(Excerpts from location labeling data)
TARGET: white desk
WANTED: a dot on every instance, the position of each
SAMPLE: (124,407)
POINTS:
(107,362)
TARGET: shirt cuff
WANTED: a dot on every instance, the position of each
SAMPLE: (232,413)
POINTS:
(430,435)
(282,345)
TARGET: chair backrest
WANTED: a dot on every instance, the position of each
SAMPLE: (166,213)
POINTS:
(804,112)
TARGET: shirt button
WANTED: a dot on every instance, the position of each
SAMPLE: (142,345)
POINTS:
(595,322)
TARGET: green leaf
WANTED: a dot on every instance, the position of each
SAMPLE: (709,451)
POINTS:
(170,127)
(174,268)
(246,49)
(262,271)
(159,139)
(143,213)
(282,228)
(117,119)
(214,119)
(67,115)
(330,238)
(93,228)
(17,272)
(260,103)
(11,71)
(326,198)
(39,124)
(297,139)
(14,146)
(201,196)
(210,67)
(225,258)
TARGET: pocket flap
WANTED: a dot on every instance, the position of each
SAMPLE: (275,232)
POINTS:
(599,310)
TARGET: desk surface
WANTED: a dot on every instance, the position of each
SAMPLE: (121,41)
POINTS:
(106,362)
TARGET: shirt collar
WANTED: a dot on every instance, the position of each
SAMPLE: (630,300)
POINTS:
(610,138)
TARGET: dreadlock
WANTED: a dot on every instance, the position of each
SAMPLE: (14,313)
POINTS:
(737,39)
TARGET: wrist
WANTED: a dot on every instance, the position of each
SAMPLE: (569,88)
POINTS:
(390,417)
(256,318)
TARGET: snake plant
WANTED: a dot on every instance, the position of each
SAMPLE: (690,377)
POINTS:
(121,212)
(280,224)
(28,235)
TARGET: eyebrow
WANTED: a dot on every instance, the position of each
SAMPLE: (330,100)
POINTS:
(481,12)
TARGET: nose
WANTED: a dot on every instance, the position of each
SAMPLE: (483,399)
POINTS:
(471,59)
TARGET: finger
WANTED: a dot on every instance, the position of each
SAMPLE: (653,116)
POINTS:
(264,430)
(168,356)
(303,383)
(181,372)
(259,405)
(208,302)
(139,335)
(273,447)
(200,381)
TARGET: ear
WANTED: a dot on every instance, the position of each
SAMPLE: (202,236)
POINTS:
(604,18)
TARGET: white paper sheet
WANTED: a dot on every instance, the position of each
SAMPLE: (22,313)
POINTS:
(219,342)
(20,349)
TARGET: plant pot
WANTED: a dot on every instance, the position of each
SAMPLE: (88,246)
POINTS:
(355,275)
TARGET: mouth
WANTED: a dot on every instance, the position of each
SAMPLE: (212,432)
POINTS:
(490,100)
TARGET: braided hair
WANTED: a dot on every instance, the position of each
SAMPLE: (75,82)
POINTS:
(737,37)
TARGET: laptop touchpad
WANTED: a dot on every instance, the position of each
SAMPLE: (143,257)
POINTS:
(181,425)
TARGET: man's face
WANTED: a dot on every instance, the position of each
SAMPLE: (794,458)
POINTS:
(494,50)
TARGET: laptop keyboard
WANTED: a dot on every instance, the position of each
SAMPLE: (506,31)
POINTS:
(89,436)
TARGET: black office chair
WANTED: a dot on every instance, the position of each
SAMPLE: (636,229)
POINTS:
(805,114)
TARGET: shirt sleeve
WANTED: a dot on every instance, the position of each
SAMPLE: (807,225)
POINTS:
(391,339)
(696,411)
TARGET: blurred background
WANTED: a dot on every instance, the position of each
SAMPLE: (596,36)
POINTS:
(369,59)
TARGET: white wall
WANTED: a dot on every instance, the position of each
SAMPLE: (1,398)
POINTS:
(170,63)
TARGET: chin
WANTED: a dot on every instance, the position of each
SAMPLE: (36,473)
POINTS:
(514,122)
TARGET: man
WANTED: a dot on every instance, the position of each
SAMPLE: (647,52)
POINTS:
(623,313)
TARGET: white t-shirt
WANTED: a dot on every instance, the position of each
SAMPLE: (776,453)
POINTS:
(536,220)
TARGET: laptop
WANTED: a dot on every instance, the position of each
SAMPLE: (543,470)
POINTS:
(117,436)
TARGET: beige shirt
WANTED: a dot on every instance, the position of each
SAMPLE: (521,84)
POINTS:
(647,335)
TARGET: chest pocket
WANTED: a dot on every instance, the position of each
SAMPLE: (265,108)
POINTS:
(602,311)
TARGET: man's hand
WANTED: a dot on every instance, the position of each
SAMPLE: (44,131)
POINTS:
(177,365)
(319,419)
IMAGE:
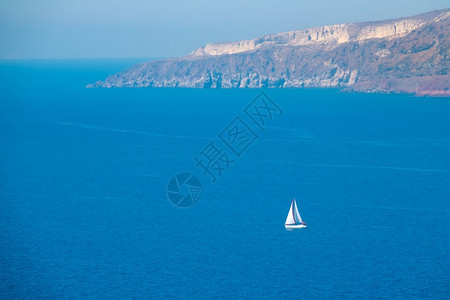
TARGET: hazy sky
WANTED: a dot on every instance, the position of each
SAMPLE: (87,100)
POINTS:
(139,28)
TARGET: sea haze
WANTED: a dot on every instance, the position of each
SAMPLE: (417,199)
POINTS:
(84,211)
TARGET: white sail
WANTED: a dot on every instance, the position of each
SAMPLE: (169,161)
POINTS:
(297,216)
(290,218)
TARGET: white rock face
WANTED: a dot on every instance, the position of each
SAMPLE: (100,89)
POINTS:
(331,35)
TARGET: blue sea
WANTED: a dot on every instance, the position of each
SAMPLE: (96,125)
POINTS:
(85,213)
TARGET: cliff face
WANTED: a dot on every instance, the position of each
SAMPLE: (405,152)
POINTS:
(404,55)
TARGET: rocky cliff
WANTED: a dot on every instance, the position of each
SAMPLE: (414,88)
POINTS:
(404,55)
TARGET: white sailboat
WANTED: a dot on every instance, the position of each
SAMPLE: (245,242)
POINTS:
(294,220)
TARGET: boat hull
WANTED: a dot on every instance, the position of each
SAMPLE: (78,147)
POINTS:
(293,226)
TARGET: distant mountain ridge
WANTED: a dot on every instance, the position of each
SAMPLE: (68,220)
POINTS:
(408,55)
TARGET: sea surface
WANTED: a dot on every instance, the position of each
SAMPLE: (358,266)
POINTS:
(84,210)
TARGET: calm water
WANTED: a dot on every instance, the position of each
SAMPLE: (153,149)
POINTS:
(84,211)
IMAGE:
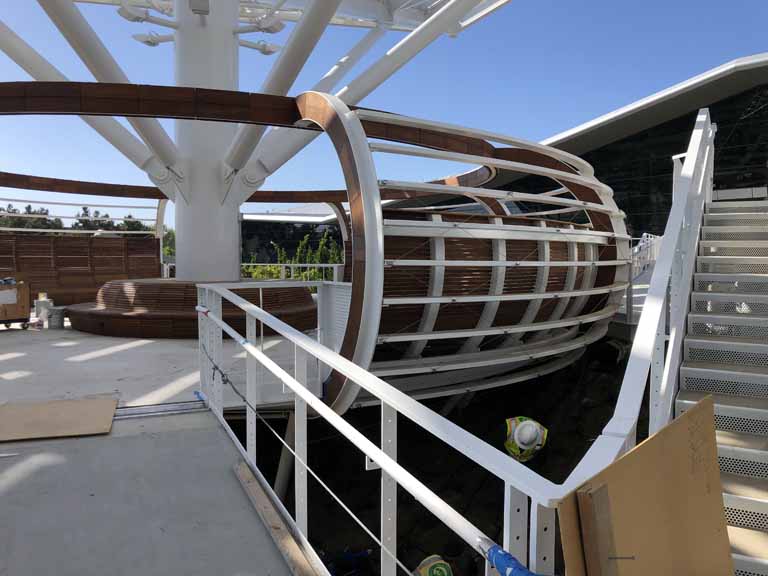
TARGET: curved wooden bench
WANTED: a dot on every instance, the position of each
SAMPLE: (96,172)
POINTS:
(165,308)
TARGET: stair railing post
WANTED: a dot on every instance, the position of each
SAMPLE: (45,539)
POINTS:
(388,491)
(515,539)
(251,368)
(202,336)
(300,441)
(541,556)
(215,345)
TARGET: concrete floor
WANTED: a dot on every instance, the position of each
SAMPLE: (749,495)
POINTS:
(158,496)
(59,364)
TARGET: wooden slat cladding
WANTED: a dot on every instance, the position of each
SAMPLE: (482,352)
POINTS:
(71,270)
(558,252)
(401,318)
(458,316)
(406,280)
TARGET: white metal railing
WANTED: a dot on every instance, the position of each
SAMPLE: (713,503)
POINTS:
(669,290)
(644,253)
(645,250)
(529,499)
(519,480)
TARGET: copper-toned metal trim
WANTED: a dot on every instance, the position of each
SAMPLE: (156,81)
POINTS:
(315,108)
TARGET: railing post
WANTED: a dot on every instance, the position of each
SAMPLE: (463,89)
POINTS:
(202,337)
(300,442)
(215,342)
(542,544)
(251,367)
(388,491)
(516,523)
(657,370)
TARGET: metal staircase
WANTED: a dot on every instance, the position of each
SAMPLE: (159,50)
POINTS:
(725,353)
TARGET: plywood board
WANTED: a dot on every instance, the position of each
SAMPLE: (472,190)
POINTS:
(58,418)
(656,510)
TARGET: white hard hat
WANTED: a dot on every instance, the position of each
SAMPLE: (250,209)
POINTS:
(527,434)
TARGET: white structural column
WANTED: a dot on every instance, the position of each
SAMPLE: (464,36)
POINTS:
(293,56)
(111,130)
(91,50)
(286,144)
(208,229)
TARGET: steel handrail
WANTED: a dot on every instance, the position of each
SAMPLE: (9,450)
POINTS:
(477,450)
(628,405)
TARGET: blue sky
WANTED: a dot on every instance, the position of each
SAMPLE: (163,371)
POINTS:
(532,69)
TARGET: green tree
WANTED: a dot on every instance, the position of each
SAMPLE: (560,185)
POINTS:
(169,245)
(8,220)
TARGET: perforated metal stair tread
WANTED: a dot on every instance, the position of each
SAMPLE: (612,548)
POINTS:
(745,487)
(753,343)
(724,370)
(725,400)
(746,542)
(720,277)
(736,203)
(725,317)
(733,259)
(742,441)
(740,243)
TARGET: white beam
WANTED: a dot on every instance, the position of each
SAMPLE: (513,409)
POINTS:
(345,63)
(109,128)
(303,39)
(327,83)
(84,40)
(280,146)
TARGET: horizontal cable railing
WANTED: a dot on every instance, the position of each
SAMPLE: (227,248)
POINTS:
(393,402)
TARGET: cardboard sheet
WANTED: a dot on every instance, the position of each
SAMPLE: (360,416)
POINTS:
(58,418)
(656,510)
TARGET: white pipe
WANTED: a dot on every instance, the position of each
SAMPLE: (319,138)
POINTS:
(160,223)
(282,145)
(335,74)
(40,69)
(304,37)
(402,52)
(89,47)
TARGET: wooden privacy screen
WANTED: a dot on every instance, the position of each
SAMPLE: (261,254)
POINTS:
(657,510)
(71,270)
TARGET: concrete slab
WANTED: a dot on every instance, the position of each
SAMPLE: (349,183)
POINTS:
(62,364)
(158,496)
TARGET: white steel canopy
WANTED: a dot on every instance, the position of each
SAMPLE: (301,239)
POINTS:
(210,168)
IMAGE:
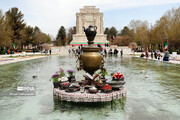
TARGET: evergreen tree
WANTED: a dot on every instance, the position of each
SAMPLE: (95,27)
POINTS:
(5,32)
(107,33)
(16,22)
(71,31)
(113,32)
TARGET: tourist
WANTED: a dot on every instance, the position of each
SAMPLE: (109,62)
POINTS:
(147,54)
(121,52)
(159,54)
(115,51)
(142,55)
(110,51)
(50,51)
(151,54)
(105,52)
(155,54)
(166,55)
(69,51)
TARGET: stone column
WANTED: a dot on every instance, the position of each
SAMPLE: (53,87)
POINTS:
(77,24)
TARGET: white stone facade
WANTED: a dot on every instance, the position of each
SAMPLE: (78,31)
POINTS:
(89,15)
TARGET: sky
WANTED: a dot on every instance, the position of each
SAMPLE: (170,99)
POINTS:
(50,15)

* * *

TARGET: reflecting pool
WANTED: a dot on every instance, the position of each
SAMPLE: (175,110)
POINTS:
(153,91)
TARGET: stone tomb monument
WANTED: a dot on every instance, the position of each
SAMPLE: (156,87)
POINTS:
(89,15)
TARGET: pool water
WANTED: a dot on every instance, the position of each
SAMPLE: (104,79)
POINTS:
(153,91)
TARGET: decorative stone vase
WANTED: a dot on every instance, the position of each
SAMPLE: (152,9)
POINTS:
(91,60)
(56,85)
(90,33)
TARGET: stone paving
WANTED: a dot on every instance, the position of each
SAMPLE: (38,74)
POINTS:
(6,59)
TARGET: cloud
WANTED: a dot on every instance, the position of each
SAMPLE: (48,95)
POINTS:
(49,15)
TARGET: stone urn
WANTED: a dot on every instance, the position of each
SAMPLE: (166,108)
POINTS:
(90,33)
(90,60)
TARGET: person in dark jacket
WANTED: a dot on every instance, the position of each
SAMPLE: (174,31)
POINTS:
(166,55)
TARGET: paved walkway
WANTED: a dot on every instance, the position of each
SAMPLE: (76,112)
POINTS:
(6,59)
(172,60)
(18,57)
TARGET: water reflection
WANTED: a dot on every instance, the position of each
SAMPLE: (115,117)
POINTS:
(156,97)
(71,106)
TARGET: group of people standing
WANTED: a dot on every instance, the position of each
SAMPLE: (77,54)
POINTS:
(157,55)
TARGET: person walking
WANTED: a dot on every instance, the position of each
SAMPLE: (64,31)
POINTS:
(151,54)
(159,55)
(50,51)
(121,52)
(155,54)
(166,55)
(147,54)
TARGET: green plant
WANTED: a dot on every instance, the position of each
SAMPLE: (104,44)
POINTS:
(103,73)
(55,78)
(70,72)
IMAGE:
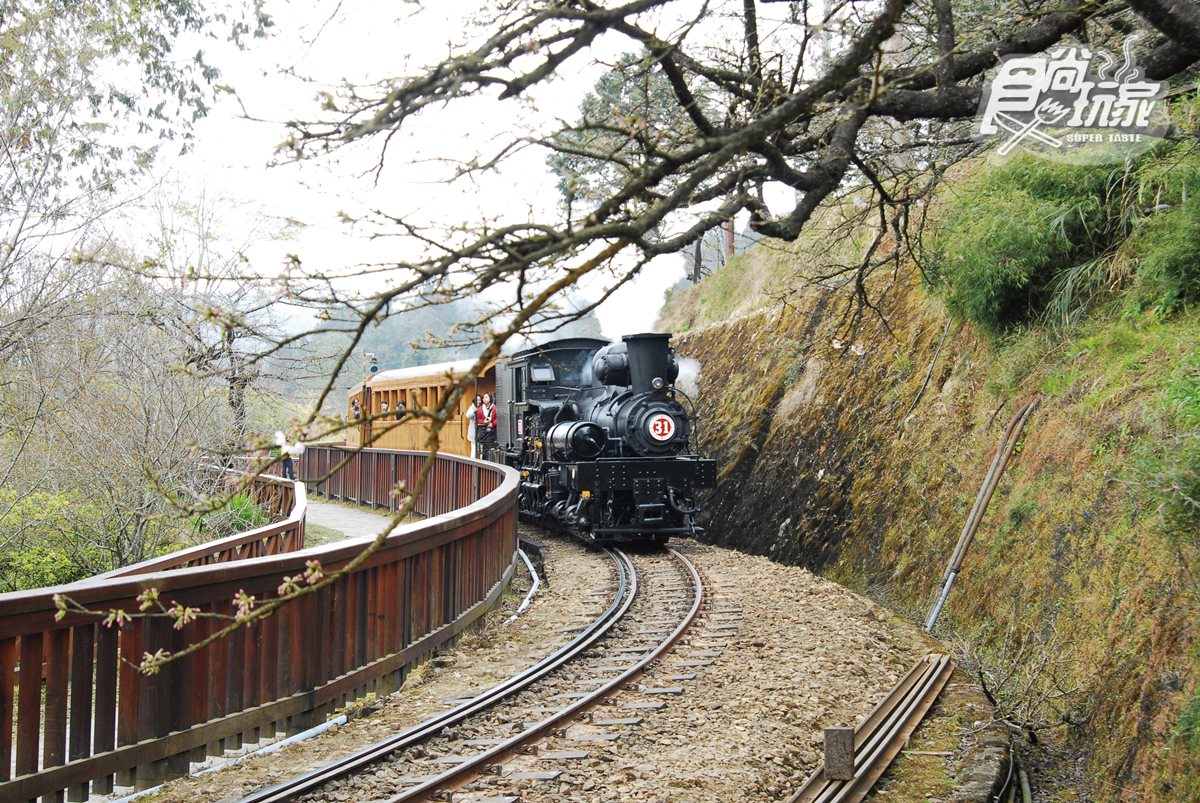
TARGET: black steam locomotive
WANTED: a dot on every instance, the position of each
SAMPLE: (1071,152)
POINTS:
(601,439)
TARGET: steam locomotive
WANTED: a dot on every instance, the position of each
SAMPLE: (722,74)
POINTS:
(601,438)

...

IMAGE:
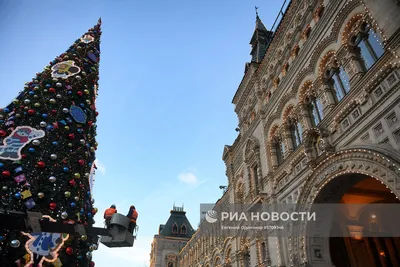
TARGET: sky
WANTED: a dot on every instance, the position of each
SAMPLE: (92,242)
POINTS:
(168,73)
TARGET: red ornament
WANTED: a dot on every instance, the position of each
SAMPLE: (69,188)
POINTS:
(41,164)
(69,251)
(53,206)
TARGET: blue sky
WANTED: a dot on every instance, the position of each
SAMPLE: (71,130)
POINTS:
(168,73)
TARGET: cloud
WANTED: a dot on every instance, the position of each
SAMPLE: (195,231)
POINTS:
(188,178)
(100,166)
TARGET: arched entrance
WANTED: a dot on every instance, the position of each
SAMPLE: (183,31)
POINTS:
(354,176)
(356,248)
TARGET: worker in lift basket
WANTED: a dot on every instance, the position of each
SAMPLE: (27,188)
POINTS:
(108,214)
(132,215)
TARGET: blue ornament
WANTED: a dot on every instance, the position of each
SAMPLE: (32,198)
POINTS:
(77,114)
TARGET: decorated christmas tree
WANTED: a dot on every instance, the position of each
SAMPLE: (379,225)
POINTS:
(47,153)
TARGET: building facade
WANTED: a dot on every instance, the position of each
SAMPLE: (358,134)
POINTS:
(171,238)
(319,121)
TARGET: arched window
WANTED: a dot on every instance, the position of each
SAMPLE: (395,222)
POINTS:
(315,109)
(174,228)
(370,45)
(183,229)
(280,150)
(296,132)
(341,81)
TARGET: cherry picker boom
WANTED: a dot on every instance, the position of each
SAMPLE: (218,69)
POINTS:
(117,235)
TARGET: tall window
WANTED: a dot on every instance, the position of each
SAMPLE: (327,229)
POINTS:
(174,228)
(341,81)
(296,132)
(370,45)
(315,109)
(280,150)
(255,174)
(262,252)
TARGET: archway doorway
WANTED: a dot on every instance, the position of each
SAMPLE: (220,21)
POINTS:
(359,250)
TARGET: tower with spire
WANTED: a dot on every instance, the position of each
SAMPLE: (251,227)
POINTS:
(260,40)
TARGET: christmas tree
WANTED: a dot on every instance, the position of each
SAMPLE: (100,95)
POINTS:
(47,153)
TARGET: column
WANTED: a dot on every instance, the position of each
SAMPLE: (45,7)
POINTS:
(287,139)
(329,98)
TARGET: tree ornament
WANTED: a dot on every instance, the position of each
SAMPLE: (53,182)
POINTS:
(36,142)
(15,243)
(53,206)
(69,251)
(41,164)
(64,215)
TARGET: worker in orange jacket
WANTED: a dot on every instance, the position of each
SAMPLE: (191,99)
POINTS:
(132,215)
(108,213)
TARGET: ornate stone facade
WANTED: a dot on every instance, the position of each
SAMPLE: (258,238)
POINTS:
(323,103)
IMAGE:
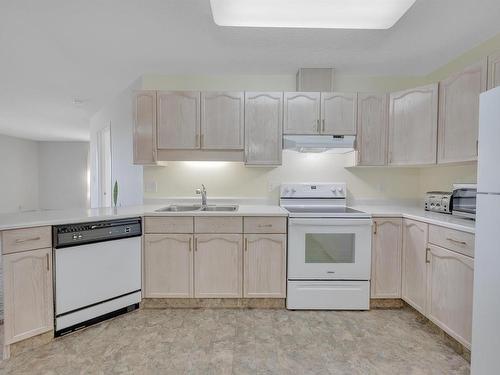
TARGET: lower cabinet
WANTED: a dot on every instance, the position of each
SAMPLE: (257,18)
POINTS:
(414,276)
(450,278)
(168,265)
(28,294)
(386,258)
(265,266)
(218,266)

- _The task_:
Pick out every line of the material above that contains the string "surface", treating uppercase and lowercase letters as distinct.

- _Exercise solution_:
TARGET: desk surface
TARGET: sea surface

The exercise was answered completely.